## TO DO
a: Answer each question using the Firefox 5 risk mitigation page, one answer per line, marked to match.
(i) What share of the AMO add-ons are compatible with Firefox 5 on desktop?
(ii) Which add-on accounts for a large portion of the remaining desktop percentage?
(iii) Mobile crash data is close to or the same as that of which version?
b: From the Firefox 5 risk mitigation page, list every top-level point under the "Mobile" heading of the add-ons section.

Releases/Firefox 5/Risk mitigation strategies

From MozillaWiki
Jump to: navigation, search

Why?

We need to see where we are at with various risk factors for Firefox 5 and ways to mitigate that risk if we aren't comfortable with the level.

This page / planning does not mean we NEED to do any of these or Firefox 5 isn't ready to release. It is merely prudent to discuss where we are at, what's in our control, and ways to mitigate risk before they are needed.

Current risk profile

Add-ons

Mobile

  • AMO has no compatibility bumping for mobile
  • Mobile has about 50% compatible
    • Lower than we would like to see it
  • We should manually look at the recommended add-ons and bump them
  • Not very many binary add-ons
  • Don't think we should hold the release if we don't increase the percentage

Desktop

  • 78% compatible with Firefox 5 for the add-ons on AMO
  • Large portion of the remaining percentage is the .NET Framework Assistant
    • Talked with the developer at Microsoft, said he would update his add-on. We don't have a timeframe for the update though
  • Risk: LOW for AMO add-ons. HIGH for non-AMO add-ons
  • Most have updated, and the ones that aren't are waiting for release
  • AVG, Synamtec, McAfee, Kaspersy should be ready
  • Haven't heard back from google for the toolbar, not currently compatible
  • From the add-on side we should do a very gradual rollout so add-on authors have time to update before the bulk of our users are affected by incompatibilities

Stability

Mobile

  • Mobile crash data is close/the same as 4.0.1
  • See higher crashes in beta, as the ADUs grow the crash rate goes down a bit
  • Number of users on beta are small (but the best we've ever had)

## DATASET CONTENT
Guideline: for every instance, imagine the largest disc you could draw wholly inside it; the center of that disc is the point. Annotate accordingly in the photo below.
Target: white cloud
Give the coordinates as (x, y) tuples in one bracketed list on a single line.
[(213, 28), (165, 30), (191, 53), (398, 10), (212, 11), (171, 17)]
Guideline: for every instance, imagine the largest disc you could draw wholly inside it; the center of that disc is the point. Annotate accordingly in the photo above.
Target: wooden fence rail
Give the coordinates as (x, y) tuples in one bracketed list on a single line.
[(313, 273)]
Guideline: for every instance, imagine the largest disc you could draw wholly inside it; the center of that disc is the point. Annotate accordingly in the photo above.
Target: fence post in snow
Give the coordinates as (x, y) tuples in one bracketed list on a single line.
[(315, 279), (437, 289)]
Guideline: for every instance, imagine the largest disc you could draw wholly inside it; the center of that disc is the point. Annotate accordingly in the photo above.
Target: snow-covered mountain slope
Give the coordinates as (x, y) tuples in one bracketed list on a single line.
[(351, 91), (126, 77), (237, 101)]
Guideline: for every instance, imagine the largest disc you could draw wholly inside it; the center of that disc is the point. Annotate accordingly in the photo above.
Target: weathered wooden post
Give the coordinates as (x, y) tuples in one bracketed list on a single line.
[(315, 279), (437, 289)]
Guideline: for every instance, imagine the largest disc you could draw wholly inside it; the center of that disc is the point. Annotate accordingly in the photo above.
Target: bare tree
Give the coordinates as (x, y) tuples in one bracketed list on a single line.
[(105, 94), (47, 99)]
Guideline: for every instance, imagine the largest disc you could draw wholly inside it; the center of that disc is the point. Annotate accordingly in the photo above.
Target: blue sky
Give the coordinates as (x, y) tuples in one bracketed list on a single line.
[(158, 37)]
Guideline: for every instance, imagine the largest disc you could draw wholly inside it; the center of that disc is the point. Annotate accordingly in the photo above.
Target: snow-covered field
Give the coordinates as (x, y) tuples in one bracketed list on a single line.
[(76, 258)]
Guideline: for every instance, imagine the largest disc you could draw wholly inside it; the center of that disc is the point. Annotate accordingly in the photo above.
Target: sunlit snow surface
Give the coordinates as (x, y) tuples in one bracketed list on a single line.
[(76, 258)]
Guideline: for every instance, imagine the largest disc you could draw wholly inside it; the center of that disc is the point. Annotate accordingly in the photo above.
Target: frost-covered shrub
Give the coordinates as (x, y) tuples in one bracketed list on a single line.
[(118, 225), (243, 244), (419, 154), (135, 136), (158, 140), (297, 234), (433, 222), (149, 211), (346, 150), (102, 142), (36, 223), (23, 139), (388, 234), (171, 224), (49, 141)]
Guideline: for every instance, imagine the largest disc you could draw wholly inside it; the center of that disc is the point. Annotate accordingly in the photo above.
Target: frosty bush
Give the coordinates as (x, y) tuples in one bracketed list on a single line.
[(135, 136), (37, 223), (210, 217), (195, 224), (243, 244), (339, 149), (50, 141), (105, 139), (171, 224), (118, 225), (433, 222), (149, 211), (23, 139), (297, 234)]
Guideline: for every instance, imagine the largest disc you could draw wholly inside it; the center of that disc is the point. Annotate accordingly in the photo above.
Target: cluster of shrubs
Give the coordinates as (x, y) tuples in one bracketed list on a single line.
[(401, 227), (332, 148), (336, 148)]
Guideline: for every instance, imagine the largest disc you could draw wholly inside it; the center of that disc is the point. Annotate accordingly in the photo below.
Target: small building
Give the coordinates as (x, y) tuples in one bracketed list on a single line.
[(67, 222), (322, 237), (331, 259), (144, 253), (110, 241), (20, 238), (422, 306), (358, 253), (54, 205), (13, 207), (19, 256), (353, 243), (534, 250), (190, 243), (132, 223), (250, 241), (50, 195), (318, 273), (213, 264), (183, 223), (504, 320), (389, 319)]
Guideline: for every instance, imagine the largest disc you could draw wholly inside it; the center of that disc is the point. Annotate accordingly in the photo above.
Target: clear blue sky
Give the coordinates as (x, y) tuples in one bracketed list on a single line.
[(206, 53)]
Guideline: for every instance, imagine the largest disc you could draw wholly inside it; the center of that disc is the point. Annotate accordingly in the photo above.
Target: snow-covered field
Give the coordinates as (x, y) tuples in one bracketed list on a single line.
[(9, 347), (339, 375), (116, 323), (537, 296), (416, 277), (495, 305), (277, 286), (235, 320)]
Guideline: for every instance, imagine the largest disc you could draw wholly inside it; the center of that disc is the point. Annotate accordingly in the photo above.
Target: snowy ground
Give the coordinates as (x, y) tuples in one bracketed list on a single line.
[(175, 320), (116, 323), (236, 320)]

## IN RESPONSE
a:
(i) 78%
(ii) The .NET Framework Assistant
(iii) 4.0.1

b:
- AMO has no compatibility bumping for mobile
- Mobile has about 50% compatible
- We should manually look at the recommended add-ons and bump them
- Not very many binary add-ons
- Don't think we should hold the release if we don't increase the percentage